Show all lines from the data that include the word "glass".

━━━━━ DATA UNDER STUDY ━━━━━

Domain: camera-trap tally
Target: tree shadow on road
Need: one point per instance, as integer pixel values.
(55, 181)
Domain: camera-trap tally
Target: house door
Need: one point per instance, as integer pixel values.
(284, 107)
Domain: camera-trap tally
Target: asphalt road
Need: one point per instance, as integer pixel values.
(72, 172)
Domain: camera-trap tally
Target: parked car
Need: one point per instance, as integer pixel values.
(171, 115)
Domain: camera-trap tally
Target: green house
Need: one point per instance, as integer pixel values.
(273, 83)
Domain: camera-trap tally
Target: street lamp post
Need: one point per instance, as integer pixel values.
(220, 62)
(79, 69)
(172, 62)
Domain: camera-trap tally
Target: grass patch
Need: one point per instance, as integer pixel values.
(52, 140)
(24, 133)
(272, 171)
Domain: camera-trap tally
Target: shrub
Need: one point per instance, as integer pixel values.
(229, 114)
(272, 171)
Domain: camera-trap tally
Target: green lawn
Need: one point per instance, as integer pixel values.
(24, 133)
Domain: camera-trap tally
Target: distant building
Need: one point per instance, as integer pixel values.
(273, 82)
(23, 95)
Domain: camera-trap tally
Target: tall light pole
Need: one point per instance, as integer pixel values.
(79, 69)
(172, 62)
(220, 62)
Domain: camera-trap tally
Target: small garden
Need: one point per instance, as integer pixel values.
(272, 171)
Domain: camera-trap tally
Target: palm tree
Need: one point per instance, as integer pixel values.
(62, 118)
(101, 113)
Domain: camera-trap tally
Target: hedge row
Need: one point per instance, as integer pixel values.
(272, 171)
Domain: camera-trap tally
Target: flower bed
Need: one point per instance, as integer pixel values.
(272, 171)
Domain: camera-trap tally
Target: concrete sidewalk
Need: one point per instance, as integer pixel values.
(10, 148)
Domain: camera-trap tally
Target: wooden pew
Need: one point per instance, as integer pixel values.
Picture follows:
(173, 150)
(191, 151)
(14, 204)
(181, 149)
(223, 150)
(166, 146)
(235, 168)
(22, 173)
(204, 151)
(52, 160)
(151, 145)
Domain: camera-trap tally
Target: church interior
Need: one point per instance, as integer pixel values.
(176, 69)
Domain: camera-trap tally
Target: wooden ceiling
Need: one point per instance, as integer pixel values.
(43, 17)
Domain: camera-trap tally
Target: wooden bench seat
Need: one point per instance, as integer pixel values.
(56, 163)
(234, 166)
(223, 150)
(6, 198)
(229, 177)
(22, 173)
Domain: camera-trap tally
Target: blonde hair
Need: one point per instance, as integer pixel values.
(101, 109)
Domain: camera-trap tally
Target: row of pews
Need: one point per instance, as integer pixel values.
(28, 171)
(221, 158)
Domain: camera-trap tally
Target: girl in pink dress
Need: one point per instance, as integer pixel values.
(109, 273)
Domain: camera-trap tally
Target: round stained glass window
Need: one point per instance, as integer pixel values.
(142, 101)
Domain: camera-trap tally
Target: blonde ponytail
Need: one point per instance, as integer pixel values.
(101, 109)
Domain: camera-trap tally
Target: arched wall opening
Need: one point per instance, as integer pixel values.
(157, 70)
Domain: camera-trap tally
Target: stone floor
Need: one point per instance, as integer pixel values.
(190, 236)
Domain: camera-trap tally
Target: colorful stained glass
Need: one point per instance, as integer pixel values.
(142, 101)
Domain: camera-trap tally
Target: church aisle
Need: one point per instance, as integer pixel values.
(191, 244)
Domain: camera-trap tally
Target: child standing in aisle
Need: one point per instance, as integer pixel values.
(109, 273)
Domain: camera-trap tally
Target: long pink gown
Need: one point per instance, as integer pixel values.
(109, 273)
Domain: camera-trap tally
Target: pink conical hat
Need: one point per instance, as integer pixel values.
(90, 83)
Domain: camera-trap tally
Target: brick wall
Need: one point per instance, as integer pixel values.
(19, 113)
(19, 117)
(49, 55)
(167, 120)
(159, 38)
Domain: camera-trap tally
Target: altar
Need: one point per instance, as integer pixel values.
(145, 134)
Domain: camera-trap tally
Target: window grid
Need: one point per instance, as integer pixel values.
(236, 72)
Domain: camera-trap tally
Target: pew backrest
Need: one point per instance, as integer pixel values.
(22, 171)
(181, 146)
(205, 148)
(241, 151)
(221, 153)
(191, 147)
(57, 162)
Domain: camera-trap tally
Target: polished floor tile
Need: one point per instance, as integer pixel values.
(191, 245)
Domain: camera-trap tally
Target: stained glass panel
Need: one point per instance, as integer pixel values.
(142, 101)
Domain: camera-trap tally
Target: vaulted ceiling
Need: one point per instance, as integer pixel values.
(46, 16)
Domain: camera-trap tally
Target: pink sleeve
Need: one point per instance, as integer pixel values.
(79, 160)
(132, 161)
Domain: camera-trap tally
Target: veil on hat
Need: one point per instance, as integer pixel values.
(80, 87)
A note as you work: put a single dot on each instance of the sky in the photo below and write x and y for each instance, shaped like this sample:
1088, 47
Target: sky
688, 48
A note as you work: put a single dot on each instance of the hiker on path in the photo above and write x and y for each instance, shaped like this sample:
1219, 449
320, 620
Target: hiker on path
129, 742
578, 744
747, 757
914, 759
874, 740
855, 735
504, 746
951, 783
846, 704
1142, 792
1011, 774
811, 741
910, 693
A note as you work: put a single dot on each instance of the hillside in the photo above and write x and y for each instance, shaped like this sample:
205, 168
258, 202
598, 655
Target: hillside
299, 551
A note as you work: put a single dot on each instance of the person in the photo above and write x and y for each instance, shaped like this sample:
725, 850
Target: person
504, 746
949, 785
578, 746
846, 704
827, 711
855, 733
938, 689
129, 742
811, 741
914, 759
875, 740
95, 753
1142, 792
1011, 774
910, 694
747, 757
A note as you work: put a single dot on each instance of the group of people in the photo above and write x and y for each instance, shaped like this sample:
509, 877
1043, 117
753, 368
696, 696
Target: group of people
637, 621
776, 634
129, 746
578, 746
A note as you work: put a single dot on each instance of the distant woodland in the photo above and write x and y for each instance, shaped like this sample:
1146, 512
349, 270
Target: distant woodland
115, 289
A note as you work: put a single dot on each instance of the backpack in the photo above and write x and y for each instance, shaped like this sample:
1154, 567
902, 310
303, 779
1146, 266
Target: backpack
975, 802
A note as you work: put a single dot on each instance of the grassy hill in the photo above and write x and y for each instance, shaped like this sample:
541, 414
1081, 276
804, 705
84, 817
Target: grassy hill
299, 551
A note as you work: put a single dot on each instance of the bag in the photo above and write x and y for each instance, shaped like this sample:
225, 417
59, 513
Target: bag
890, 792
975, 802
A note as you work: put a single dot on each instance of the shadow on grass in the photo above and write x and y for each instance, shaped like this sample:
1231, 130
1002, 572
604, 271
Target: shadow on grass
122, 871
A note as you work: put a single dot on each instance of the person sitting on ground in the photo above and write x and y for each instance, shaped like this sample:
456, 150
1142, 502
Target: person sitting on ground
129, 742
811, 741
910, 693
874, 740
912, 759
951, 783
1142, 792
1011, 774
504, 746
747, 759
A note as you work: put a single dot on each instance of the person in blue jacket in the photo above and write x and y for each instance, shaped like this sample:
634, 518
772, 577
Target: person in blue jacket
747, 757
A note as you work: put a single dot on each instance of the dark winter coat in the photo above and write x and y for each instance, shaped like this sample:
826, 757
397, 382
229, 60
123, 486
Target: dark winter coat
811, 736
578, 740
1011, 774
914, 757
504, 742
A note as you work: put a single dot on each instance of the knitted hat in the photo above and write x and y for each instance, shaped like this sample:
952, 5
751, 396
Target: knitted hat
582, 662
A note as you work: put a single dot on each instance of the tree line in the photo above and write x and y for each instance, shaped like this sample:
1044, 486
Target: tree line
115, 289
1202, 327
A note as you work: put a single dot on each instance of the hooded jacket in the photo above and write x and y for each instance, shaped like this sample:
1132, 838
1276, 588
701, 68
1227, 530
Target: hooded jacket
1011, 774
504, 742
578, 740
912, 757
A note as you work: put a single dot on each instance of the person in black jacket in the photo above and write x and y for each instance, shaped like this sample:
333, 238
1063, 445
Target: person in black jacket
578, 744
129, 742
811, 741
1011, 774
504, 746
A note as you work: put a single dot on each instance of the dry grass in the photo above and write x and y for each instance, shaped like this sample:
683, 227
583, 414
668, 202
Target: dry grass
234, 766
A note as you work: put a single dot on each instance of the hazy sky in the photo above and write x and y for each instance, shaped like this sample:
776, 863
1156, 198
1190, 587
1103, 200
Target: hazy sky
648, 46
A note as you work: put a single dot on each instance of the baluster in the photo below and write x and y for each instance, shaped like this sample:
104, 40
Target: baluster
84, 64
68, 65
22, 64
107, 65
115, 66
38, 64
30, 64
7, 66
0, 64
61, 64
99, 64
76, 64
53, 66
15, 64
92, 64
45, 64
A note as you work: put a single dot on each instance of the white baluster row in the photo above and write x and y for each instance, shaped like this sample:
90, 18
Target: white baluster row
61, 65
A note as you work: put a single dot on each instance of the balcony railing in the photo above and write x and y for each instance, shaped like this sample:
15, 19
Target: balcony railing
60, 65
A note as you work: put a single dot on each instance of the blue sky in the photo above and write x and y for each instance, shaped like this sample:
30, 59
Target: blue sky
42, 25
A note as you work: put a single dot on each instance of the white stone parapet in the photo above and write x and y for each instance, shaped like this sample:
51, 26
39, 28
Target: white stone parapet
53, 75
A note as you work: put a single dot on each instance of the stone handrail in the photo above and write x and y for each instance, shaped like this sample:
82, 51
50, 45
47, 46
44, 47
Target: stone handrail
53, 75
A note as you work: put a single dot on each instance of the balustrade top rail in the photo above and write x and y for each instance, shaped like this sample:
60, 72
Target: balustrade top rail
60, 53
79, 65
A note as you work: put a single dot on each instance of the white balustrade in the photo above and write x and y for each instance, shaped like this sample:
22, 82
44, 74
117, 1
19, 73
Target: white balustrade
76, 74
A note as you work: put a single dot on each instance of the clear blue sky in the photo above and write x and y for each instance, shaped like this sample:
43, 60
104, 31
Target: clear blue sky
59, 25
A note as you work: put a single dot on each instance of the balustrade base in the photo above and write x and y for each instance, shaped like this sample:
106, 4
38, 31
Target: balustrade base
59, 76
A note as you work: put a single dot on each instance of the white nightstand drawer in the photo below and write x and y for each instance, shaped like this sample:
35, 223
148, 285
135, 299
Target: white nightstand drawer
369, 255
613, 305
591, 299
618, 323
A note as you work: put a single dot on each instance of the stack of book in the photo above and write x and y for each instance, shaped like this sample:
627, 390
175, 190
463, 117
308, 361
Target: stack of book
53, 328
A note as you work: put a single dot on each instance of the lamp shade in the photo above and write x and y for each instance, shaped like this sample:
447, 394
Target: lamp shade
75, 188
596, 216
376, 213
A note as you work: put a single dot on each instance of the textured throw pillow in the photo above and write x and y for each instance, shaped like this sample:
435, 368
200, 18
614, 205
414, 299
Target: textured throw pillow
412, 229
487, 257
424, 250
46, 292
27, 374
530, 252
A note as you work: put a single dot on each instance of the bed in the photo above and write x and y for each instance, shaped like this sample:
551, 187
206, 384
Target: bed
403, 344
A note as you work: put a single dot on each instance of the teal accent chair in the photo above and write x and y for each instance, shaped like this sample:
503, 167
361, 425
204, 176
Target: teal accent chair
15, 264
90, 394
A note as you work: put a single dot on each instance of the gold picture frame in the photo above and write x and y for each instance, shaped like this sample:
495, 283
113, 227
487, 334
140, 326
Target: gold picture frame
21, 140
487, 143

━━━━━

| SOLUTION TO THIS PROBLEM |
Target: round stained glass window
Target: colorful stained glass
Target: stained glass panel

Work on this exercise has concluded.